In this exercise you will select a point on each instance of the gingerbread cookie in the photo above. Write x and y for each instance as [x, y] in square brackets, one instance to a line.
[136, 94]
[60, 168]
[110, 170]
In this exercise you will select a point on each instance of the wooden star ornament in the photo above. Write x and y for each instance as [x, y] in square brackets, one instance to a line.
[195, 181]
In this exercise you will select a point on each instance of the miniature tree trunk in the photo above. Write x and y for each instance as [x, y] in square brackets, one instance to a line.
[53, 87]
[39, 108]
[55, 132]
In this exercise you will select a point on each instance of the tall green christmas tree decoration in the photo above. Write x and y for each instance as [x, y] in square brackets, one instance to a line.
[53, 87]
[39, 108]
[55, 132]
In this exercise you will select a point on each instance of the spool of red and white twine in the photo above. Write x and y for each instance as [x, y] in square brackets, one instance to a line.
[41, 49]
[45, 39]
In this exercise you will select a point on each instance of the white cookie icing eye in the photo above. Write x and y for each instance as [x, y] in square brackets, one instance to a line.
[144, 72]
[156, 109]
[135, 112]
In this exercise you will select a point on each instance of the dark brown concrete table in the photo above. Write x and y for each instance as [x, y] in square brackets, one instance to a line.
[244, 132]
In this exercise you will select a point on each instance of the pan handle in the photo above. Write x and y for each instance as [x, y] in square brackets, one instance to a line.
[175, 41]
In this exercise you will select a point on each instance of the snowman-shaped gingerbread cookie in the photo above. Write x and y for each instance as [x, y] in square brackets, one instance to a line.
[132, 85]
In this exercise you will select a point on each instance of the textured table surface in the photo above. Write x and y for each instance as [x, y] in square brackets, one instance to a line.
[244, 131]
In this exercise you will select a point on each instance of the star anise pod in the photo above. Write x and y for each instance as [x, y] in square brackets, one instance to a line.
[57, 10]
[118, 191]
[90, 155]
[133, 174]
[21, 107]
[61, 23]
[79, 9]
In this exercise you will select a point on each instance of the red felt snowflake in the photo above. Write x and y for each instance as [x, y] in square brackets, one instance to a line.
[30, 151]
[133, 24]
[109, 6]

> Set problem
Copy the rows above, replacing every "exercise" with "task" and changing nothing else.

> Worked solution
In this task you will select a point on each instance of the gingerbread cookie in the photo above. Write x and y for each instance as [x, y] in square brackets, one instance to a line.
[136, 94]
[60, 168]
[110, 170]
In this task you will select a point on each instance of the wooden star ornament in the photo above. Write x and y for each instance as [x, y] in square brackets, one instance to a line.
[195, 181]
In this task you will select a point on each instance of the miniature tree trunk in the photo above. Write x and y for each instance as [x, y] in square brackets, one instance to a line.
[53, 87]
[39, 108]
[55, 132]
In this task you will select a point on each instance of the tall green christmas tree decoration in the photo above. Write x and y for each instance as [x, y] in square brackets, one instance to a line.
[53, 87]
[39, 108]
[55, 132]
In this task you will select a point on each instance of the spool of red and white twine in the photo above. Write x and y for each instance as [x, y] in square brackets, one instance to a line.
[41, 49]
[45, 39]
In this task you will select a point on each instance of the white cookie icing eye in the photo above. Write x and y for each instance as [x, y] in square brackets, one instance to a line.
[144, 72]
[156, 109]
[135, 112]
In this task you will select a point on each instance of the dark brown concrete table in the photo above. Write x and y for each instance as [x, y] in square brackets, one instance to a line.
[244, 132]
In this task you will select a point on each instance of the pan handle in the photo above. Write x and y for each instance as [x, y] in square brackets, one instance to a line.
[175, 41]
In this task you will select a point on each instance of the snowman-shaped gingerbread cookie in the photo above. Write x and y for each instance as [x, y] in square brackets, one instance to a line.
[132, 85]
In this task you will select a point on each instance of the textured table surface in the photo above. Write x and y for each instance as [x, y] in square brackets, one instance to a line.
[244, 131]
In this task you will select a point on each instance of the star anise pod in the photo above. Write x and y for each instance as [x, y] in square brackets, one instance to a line.
[57, 10]
[118, 191]
[90, 155]
[133, 174]
[21, 107]
[61, 23]
[79, 9]
In this task you will select a point on each instance of the red felt snowflake in the photo above. Write x and y for each instance as [x, y] in square brackets, one instance to a line.
[30, 151]
[133, 24]
[109, 6]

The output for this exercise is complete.